─── Document passage
# Owed wages and holiday pay



## François (7 Jan 2010)

Hi,

I haven't been paid in nearly four weeks.

The company I work for is in a pretty bad situation. It owes vast sums of money to banks and creditors. 

My boss suggested to me that he could put me on temporary lay off if I wanted. This would mean I would be able to claim social welfare for up to 8 weeks then I could apply for my statutory redundancy from the government.

Or I could continue working as I do now and he will pay me what I am owed when money finally comes in. 

I really cant see any money coming in for at least a month and at that stage I will be owed nearly 2 months wages plus holiday pay and I really cannot see there being enough money to cover the companys arrears when it does.

My question is if I continue to work on the promise of being paid everything I am owed in a months time, and when that time comes there is not enough money to cover my wages will I be able to claim my lost wages and holiday pay through some government body? 

The company owes millions to banks and creditors so I know that when it finally goes in to liquidation there will be no money to pay me what I am owed.

But on the other hand if I was guaranteed to get my wages from some government body (if my boss is unable to pay me) it would make sense for me to continue working as my weekly wage is €800 compared to €195 on the social welfare.

Can anyone advise me?

Regards,

Fran


----------



## jack2009 (7 Jan 2010)
──────
─── Stored records
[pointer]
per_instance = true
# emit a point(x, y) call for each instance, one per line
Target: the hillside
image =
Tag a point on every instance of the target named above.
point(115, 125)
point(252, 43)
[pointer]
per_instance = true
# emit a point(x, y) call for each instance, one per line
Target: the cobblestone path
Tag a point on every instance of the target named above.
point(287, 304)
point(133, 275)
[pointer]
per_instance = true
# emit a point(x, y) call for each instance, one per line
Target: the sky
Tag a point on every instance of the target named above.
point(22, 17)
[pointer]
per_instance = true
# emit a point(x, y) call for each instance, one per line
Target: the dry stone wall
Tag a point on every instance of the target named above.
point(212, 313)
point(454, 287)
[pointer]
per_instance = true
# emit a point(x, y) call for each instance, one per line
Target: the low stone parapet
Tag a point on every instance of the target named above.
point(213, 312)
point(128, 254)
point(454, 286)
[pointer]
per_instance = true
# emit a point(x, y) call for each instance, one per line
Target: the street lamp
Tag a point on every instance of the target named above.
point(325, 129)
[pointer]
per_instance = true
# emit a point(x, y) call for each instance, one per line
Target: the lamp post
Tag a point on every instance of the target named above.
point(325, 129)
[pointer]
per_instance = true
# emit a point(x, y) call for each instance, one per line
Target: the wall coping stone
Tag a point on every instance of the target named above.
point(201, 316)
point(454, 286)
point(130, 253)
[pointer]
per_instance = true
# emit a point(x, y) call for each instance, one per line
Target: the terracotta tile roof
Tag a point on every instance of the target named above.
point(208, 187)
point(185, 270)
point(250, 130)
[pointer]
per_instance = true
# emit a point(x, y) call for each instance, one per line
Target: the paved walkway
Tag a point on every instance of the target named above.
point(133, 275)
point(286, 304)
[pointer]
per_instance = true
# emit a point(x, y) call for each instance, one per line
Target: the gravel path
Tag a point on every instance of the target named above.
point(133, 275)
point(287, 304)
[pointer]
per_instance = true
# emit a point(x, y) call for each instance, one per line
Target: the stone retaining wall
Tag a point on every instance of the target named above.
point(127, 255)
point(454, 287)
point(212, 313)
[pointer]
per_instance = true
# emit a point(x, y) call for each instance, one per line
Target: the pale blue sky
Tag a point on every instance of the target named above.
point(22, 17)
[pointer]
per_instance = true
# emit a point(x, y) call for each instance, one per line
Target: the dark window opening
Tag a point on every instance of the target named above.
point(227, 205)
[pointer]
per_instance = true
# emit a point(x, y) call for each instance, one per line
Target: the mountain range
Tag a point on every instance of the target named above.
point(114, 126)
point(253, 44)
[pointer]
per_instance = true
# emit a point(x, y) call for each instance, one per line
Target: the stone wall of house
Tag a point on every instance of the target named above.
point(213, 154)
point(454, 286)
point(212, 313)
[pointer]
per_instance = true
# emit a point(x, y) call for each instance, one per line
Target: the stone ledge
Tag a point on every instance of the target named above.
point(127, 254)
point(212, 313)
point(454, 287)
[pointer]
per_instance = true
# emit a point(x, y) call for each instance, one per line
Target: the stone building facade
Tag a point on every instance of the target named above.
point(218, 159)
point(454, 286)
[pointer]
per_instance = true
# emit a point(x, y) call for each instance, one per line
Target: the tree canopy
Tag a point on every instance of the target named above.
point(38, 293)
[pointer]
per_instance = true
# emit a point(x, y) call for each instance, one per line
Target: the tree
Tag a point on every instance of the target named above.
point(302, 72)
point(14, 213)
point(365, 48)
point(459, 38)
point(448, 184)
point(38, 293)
──────
Exercise prompt:
Can you condense the paragraph in the owed wages thread that begins "My boss suggested to me" into a shorter version that keeps its main facts? The records are separate material from the thread.

Complete answer:
My boss offered me temporary layoff, so I could claim social welfare for up to 8 weeks and then apply to the government for statutory redundancy.